Source excerpt –
|---|

Layland v Ontario (Minister of Consumer and Commercial Relations) was a 1993 case brought towards the Ontario Divisional Court (Superior Court) after a same-sex couple was denied a marriage license at Ottawa City Hall.  The two applicants sued the Ontario Minister responsible for the issuing of marriage licenses and the federal government on the grounds that the acknowledged common law prohibition of same-sex couples from marriage violated their rights under the Charter at section 15 which prohibits discrimination based on "sex".1

In a 2-1 decision, judges of the Ontario Divisional Court dismissed the application for an order requiring the issue of a marriage licence, ruling "that under the common law of Canada applicable to Ontario a valid marriage can take place only between a man and a woman."

|---|

Provided material –
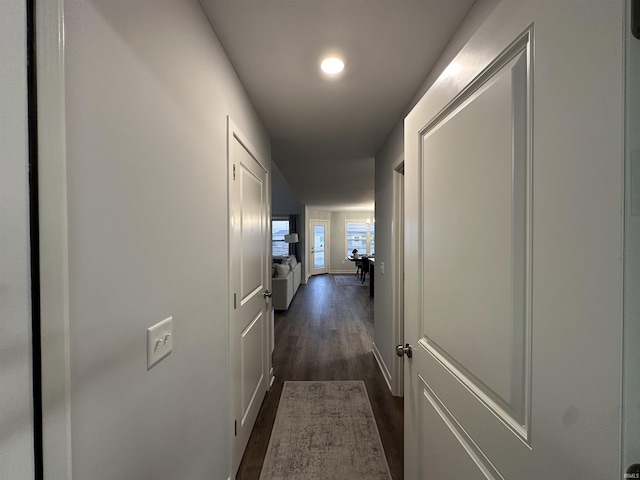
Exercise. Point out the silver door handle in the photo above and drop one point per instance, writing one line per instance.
(406, 350)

|---|

Aim of the task –
List every geographic place name (country, province, or city) in the case summary, each once. The material has nothing to do with the case summary.

Output for this exercise –
Ontario, Ottawa, Canada